## Extracted material
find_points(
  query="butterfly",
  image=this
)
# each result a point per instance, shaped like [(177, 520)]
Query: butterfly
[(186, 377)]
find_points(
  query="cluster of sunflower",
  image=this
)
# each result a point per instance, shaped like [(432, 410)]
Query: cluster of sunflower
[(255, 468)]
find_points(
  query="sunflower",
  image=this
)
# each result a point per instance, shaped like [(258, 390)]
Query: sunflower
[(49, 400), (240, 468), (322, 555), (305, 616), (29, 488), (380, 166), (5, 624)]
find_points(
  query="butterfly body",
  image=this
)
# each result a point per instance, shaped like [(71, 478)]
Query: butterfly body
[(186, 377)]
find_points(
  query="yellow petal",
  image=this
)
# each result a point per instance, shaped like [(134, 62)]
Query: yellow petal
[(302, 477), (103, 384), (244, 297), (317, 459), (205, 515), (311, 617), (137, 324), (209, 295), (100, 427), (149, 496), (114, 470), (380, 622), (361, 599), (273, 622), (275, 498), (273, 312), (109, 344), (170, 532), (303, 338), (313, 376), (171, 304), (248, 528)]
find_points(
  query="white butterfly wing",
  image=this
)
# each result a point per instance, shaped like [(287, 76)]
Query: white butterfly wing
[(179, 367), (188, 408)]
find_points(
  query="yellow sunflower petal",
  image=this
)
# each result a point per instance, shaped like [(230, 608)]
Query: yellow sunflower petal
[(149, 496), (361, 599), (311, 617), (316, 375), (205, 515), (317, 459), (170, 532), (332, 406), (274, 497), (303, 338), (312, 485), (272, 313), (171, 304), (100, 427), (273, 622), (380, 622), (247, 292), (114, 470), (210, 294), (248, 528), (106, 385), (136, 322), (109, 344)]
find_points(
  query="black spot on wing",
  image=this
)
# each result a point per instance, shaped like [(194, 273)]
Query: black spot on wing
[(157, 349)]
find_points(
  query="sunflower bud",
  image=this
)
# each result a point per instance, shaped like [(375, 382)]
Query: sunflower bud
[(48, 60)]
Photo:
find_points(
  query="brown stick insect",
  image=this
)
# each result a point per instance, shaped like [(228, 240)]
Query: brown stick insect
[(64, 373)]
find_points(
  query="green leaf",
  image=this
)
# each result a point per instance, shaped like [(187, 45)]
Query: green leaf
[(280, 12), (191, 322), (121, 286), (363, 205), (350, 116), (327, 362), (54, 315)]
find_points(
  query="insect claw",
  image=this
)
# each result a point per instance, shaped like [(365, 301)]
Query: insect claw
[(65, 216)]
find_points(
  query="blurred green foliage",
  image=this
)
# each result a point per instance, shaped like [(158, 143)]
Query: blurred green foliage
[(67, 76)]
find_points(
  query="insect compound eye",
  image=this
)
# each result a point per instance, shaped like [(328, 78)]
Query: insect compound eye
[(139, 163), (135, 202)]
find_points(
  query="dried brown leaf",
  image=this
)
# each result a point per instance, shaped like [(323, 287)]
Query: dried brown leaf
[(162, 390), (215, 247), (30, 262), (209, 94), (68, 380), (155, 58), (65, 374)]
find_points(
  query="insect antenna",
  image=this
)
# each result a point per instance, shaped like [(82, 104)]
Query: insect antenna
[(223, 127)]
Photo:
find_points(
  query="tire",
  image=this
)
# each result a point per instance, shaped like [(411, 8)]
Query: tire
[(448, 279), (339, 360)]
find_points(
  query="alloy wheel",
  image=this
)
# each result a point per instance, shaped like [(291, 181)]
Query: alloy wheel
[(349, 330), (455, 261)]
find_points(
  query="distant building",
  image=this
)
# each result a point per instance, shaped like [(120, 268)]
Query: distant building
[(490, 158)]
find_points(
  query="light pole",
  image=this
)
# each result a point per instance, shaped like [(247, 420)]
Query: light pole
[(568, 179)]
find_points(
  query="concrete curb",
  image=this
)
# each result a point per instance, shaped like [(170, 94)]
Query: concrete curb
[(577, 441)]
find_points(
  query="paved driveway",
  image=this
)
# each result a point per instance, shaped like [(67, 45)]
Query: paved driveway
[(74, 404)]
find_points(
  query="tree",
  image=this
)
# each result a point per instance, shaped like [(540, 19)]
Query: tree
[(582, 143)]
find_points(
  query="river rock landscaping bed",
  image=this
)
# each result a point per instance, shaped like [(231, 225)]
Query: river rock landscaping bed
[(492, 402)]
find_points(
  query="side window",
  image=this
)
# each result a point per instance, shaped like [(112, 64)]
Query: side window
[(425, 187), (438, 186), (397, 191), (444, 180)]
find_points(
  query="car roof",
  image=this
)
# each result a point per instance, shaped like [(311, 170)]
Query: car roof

## Exercise prompt
Restate the material above word for word, leaving nothing out.

## Task result
find_points(
  query="butterfly",
  image=this
)
# each result a point per instance, shaped like [(177, 520)]
Query: butterfly
[(186, 377)]
find_points(
  query="cluster of sunflower",
  image=this
)
# each result a point per instance, shaped like [(432, 410)]
Query: cluster of sunflower
[(255, 468)]
find_points(
  query="sunflower",
  image=this
)
# each result a point per instance, shaped like [(258, 390)]
Query: sunflower
[(49, 400), (240, 468), (322, 555), (305, 616), (29, 488), (380, 166), (5, 624)]
find_points(
  query="butterfly body",
  image=this
)
# each result a point per instance, shaped like [(71, 478)]
Query: butterfly body
[(186, 377)]
find_points(
  query="yellow petal",
  image=this
)
# each result a point per instance, shaped like [(134, 62)]
Query: yellow petal
[(302, 477), (103, 384), (244, 297), (317, 459), (205, 515), (311, 617), (137, 324), (209, 295), (100, 427), (149, 496), (114, 470), (380, 622), (361, 599), (273, 622), (275, 498), (273, 312), (109, 344), (170, 532), (303, 338), (313, 376), (171, 304), (248, 528)]
find_points(
  query="white butterfly wing",
  image=this
)
# each result a point per instance, shaped like [(287, 76)]
Query: white butterfly wing
[(179, 367), (188, 408)]
find_points(
  query="yellow sunflower petal",
  image=this
)
# each result a point per instance, shaped like [(230, 608)]
Query: yellow sunflower petal
[(149, 496), (361, 599), (311, 617), (316, 375), (205, 515), (317, 459), (170, 532), (332, 406), (274, 497), (303, 338), (312, 485), (272, 313), (171, 304), (100, 427), (273, 622), (380, 622), (247, 292), (114, 470), (210, 294), (248, 528), (106, 385), (136, 322), (109, 344)]
find_points(
  query="black spot on wing",
  image=this
)
# each result a point per instance, shaped like [(194, 273)]
Query: black spot on wing
[(157, 349)]
find_points(
  query="sunflower bud",
  image=this
)
# each result a point per instance, shaped like [(375, 382)]
Query: sunflower bud
[(48, 60)]
Photo:
find_points(
  query="brown stick insect",
  image=this
)
# each result a point per instance, shaped like [(228, 240)]
Query: brown stick insect
[(64, 373)]
find_points(
  query="green leaf",
  image=this
)
# each result a point per instance, shaped like [(187, 45)]
Query: green leaf
[(280, 12), (191, 322), (121, 286), (363, 205), (350, 116), (327, 362), (54, 315)]
find_points(
  query="insect claw",
  image=this
)
# each result a point per instance, shaped like [(365, 301)]
Query: insect claw
[(65, 216)]
find_points(
  query="blurred green foliage",
  image=this
)
# each result a point per instance, shaped like [(158, 143)]
Query: blurred green foliage
[(67, 76)]
find_points(
  query="insect compound eye",
  image=this
)
# each result a point per instance, shaped like [(328, 78)]
Query: insect compound eye
[(139, 163), (135, 202)]
find_points(
  query="dried brown leaf",
  image=this
)
# each result a point per instance, shaped like [(323, 287)]
Query: dried brown leaf
[(162, 390), (215, 247), (30, 262), (209, 94), (68, 380), (155, 58), (65, 374)]
find_points(
  query="insect antenna",
  image=this
)
# each result a point per instance, shaped like [(82, 104)]
Query: insect antenna
[(223, 127)]
Photo:
find_points(
  query="tire",
  image=this
)
# each result a point per instance, shaped like [(411, 8)]
Query: tire
[(448, 279), (339, 360)]
find_points(
  query="alloy wheel",
  image=this
)
# each result a point per instance, shaped like [(291, 181)]
Query: alloy wheel
[(349, 330), (455, 261)]
find_points(
  query="distant building",
  image=this
)
# each result a point per instance, shaped like [(120, 268)]
Query: distant building
[(490, 158)]
find_points(
  query="light pole",
  image=this
)
# each result a point per instance, shaped like [(247, 420)]
Query: light pole
[(568, 179)]
find_points(
  query="concrete curb",
  image=this
)
# each result a point per instance, shaped like [(170, 94)]
Query: concrete curb
[(577, 441)]
find_points(
  query="paved driveway",
  image=this
)
# each result a point per instance, shaped like [(67, 45)]
Query: paved driveway
[(74, 404)]
find_points(
  query="tree",
  image=this
)
# each result a point per instance, shaped like [(540, 19)]
Query: tree
[(582, 143)]
find_points(
  query="river rock landscaping bed",
  image=this
)
# each result a point per instance, shaped like [(231, 225)]
Query: river rock landscaping bed
[(492, 402)]
find_points(
  query="side window",
  image=this
)
# each result a point per instance, shaped like [(112, 64)]
Query: side window
[(425, 187), (438, 186), (397, 191), (444, 180)]
find_points(
  query="car roof",
  image=this
)
# each result a point per instance, shaped like [(311, 170)]
Query: car roof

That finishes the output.